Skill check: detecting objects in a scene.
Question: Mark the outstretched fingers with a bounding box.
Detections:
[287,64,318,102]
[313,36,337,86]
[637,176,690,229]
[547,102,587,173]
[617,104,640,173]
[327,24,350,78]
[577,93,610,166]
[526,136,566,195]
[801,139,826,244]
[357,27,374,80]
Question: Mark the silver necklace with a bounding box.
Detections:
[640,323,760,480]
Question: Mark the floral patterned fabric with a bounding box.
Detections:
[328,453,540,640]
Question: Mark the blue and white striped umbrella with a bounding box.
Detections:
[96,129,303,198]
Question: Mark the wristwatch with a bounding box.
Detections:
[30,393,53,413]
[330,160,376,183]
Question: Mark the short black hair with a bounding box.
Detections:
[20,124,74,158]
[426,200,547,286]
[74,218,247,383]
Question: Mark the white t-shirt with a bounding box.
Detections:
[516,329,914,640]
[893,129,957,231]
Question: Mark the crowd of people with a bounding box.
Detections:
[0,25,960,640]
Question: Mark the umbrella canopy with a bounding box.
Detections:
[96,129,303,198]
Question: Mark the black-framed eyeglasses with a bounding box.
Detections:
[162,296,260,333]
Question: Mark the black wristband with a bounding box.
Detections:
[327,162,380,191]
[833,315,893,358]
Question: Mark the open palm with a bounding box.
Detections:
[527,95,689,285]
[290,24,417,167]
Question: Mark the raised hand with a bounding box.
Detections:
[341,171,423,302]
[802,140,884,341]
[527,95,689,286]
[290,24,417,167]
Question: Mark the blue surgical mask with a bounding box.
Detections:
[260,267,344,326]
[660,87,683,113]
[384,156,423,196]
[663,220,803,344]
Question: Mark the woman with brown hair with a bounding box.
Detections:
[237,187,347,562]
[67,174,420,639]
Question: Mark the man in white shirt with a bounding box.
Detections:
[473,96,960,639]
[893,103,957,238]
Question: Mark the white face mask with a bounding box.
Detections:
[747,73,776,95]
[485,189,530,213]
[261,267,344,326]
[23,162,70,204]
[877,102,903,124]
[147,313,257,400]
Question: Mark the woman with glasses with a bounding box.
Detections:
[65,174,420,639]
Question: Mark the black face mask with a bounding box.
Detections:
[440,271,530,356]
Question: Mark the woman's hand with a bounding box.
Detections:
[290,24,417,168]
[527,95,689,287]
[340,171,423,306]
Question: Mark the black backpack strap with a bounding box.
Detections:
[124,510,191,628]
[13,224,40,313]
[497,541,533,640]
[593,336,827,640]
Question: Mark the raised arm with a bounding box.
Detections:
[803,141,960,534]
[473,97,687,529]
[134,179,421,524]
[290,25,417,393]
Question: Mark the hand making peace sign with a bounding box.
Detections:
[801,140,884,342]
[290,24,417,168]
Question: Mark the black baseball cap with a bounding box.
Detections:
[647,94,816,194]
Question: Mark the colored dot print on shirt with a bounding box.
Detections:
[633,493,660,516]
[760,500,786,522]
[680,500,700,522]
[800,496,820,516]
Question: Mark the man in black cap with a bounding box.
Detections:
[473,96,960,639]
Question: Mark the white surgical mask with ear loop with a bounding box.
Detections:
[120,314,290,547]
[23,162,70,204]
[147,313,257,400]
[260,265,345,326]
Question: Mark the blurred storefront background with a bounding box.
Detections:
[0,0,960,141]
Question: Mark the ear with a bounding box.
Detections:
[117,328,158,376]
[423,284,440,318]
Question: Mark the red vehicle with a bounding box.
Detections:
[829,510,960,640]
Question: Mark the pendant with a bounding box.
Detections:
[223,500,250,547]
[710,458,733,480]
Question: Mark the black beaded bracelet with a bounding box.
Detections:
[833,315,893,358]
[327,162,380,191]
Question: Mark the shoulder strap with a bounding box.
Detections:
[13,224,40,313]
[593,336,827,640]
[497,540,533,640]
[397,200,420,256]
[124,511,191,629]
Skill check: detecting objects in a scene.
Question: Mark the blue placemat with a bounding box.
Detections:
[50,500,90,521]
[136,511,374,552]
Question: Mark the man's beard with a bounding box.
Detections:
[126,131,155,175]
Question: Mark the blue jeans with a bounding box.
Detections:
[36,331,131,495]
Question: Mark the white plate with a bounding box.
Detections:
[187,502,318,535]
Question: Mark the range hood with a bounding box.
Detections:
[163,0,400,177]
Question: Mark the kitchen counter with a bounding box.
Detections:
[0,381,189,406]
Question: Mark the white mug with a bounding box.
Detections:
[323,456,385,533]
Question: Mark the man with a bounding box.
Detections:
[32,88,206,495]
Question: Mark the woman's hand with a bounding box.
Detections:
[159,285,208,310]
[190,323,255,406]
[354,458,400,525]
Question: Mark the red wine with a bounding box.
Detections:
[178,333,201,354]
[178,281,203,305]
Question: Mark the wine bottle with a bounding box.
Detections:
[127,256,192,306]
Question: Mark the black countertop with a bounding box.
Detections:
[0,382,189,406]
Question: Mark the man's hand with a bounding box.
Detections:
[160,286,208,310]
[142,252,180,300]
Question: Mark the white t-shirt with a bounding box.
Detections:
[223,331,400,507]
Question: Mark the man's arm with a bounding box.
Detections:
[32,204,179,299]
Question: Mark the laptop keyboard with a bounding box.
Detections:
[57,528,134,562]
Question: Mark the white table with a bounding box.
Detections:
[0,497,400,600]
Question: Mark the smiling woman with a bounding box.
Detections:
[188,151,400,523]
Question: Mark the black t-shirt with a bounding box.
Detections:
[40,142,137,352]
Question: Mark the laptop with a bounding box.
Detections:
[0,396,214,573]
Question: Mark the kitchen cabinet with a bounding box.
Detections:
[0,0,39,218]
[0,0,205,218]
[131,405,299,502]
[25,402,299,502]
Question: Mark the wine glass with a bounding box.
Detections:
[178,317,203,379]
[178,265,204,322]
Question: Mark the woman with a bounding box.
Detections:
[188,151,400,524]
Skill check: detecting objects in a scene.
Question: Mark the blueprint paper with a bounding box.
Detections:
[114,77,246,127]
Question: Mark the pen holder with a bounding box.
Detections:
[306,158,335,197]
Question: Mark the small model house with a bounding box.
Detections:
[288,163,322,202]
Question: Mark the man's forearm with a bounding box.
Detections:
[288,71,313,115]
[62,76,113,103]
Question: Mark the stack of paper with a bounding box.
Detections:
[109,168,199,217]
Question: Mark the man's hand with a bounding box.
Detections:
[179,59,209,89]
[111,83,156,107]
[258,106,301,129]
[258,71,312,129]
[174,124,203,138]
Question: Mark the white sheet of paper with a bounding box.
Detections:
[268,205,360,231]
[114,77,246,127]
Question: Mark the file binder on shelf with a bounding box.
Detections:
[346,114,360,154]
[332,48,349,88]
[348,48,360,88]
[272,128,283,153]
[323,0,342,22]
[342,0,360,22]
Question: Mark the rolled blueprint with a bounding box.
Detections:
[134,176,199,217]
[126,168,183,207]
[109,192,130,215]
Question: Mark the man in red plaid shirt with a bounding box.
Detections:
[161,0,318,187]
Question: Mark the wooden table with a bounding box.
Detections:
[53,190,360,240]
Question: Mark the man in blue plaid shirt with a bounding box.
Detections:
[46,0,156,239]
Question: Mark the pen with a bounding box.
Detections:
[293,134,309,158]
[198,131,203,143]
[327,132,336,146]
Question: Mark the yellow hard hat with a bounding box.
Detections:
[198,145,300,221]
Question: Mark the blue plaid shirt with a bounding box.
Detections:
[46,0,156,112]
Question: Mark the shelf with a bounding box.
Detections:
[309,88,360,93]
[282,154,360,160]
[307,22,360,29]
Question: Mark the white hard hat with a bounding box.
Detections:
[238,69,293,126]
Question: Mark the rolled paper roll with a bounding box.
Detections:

⁂

▶ [Goal] Can you copy out the records from the very start through the line containing "[663,220,803,344]", that line included and requests and all, with every bounding-box coordinate shifted up by 127?

▶ [Solution to the exercise]
Skill check: detecting objects in a scene.
Question: Mark the outstretched fingers with a bounding box.
Detections:
[414,191,445,229]
[440,163,464,213]
[764,303,817,356]
[674,229,714,300]
[744,231,767,300]
[454,151,477,205]
[704,220,737,293]
[653,263,693,322]
[928,266,953,371]
[484,154,501,207]
Question: Mark the silver necklace with a bounding box.
Detections:
[767,450,887,607]
Question: Mark the floral patterned fabric with a bounding box.
Detections:
[455,580,667,767]
Question: Mark the blue and white striped umbrella with a bounding box.
Detections:
[223,256,430,325]
Question: Mark the wristwatch with a bounding box.
Detections:
[157,520,180,540]
[457,287,503,310]
Question: Mark the short black hair with a bounding box.
Detections:
[147,251,201,285]
[553,327,674,413]
[201,345,374,510]
Question: Mark the white t-shirt with a bounding box.
Detections:
[643,456,1041,767]
[1020,256,1084,358]
Question: Mark the crowd of people with a bounding box.
Detections:
[127,152,1087,767]
Question: Mark the umbrella canopy with a bounding box.
Detections:
[223,256,430,325]
Question: Mark the black-framed eyeglasses with a bounding box.
Detections:
[289,423,387,460]
Question: Mark the black wristband with a bounding box.
Detections:
[454,289,507,318]
[960,442,1020,485]
Question: Mark the open palm with a bounding box.
Detections:
[654,222,816,412]
[417,151,544,294]
Question: Mark the raised hand with a bounding box.
Detections:
[468,298,550,429]
[929,267,1011,468]
[654,222,816,413]
[417,151,544,294]
Question: Mark the blue surgical mask with a bounding box.
Detections:
[387,394,471,453]
[787,214,810,240]
[511,283,550,323]
[790,347,930,471]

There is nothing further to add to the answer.